+++ ENTRIES SHOWN +++
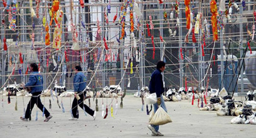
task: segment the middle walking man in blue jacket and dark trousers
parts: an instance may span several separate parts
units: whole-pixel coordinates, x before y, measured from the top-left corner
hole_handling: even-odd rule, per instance
[[[88,114],[92,115],[93,120],[96,118],[96,111],[90,109],[87,105],[83,104],[83,100],[85,99],[85,88],[86,88],[86,77],[82,72],[81,66],[75,66],[75,77],[73,80],[73,87],[75,92],[75,97],[72,104],[72,118],[69,120],[77,120],[79,117],[78,114],[78,105],[85,110]]]

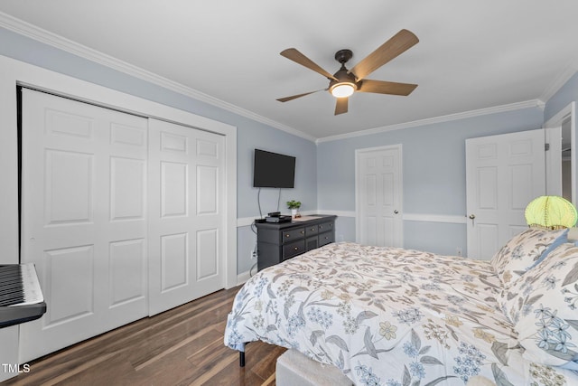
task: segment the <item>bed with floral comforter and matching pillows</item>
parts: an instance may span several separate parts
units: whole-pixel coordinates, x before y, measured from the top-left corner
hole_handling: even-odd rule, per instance
[[[566,233],[528,229],[491,260],[332,243],[250,278],[224,342],[293,349],[356,385],[577,385]]]

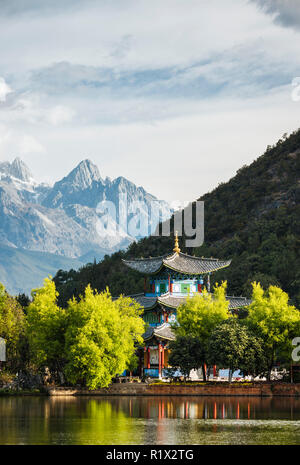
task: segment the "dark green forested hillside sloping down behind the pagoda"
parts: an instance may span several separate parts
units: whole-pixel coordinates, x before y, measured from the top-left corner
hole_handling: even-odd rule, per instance
[[[231,258],[229,268],[213,279],[228,280],[228,293],[249,295],[253,280],[278,284],[300,303],[300,130],[280,139],[250,166],[205,194],[205,243],[188,250],[196,256]],[[186,182],[188,182],[188,174]],[[201,179],[199,179],[201,182]],[[199,199],[200,200],[200,199]],[[88,264],[80,271],[58,272],[61,303],[91,285],[109,286],[113,295],[143,290],[143,278],[125,269],[124,257],[170,252],[173,238],[146,238],[126,252]],[[184,238],[181,249],[185,252]]]

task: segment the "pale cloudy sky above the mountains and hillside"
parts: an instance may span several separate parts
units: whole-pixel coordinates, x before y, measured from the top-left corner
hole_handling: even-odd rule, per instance
[[[192,200],[300,127],[299,50],[299,0],[0,0],[0,160]]]

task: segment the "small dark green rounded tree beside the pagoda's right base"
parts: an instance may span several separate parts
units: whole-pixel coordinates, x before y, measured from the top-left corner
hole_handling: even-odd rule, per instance
[[[190,371],[197,370],[203,365],[203,351],[199,340],[195,337],[177,336],[169,343],[169,364],[175,372],[179,369],[186,379]]]

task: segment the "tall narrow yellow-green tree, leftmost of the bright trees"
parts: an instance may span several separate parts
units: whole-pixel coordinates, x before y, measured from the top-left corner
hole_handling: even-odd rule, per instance
[[[61,370],[64,364],[66,311],[57,305],[58,293],[50,278],[32,291],[27,309],[27,335],[32,360],[38,367]]]

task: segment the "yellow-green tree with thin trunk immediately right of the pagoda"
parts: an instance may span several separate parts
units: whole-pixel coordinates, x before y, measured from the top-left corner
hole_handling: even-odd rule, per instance
[[[177,309],[176,336],[196,338],[203,351],[202,371],[206,374],[204,363],[208,360],[208,344],[215,327],[229,317],[226,300],[226,282],[216,284],[213,294],[204,291],[201,295],[188,298]]]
+++
(PROBLEM TO SOLVE) The answer must restate each entry word for word and contain no images.

(OUTPUT)
task: segment the middle walking man in blue jacket and dark trousers
parts: an instance may span several separate parts
units: whole-pixel coordinates, x before y, measured from the top-left corner
hole_handling: even-odd rule, per instance
[[[88,114],[92,115],[93,120],[96,118],[96,111],[90,109],[87,105],[83,104],[83,100],[85,99],[85,88],[86,88],[86,77],[82,72],[81,66],[75,66],[75,77],[73,80],[73,87],[75,92],[75,97],[72,104],[72,118],[69,120],[77,120],[79,117],[78,114],[78,105],[85,110]]]

task: segment the <item>bed with floral comforter and matching pillows</item>
parts: an instance may span several separate parts
units: whole-pixel coordinates, x before y, measured from the top-left corner
hole_handling: even-odd rule, per instance
[[[566,233],[528,229],[491,260],[332,243],[250,278],[224,342],[293,349],[356,385],[577,385]]]

task: segment the "dark green forested hillside sloping down behind the pagoda"
parts: an instance may span several separate parts
units: whole-pixel coordinates, x before y, measured from the top-left corner
hole_handling: even-odd rule, per instance
[[[231,258],[229,268],[213,279],[228,280],[228,293],[249,295],[253,280],[278,284],[300,303],[300,130],[280,139],[250,166],[205,194],[205,243],[188,250],[196,256]],[[186,182],[188,182],[188,174]],[[201,179],[199,179],[201,182]],[[199,199],[200,200],[200,199]],[[88,264],[80,271],[58,272],[61,303],[91,285],[109,286],[113,295],[143,290],[143,278],[125,269],[124,257],[170,252],[173,238],[146,238],[126,252]],[[184,238],[181,249],[185,252]]]

task: segment the "pale cloudy sky above the mountains and hillside"
parts: an instance may span several separate parts
units: whole-pixel coordinates, x before y, measured from the top-left corner
hole_handling: even-odd rule, per instance
[[[192,200],[300,127],[299,50],[299,0],[0,0],[0,160]]]

task: segment the "small dark green rounded tree beside the pagoda's right base"
parts: an instance may span several separate parts
units: whole-pixel coordinates, x before y, measured from the top-left corner
hole_handling: even-odd rule, per instance
[[[190,371],[197,370],[203,365],[203,351],[199,340],[195,337],[177,336],[169,343],[169,364],[175,372],[179,369],[186,379]]]

task: segment the "tall narrow yellow-green tree, leftmost of the bright trees"
parts: an instance may span several separate parts
units: whole-pixel coordinates, x before y, measured from the top-left corner
hole_handling: even-odd rule, per instance
[[[61,370],[64,364],[66,311],[57,305],[58,293],[50,278],[32,291],[27,309],[27,335],[32,360],[38,367]]]

task: segment the "yellow-green tree with thin trunk immediately right of the pagoda"
parts: an instance may span several separate parts
units: whole-pixel coordinates, x before y, measured from the top-left corner
hole_handling: even-odd rule, per instance
[[[177,309],[176,336],[196,338],[203,351],[202,371],[206,374],[204,363],[208,360],[208,344],[215,327],[229,317],[226,300],[226,282],[216,284],[213,294],[204,291],[201,295],[188,298]]]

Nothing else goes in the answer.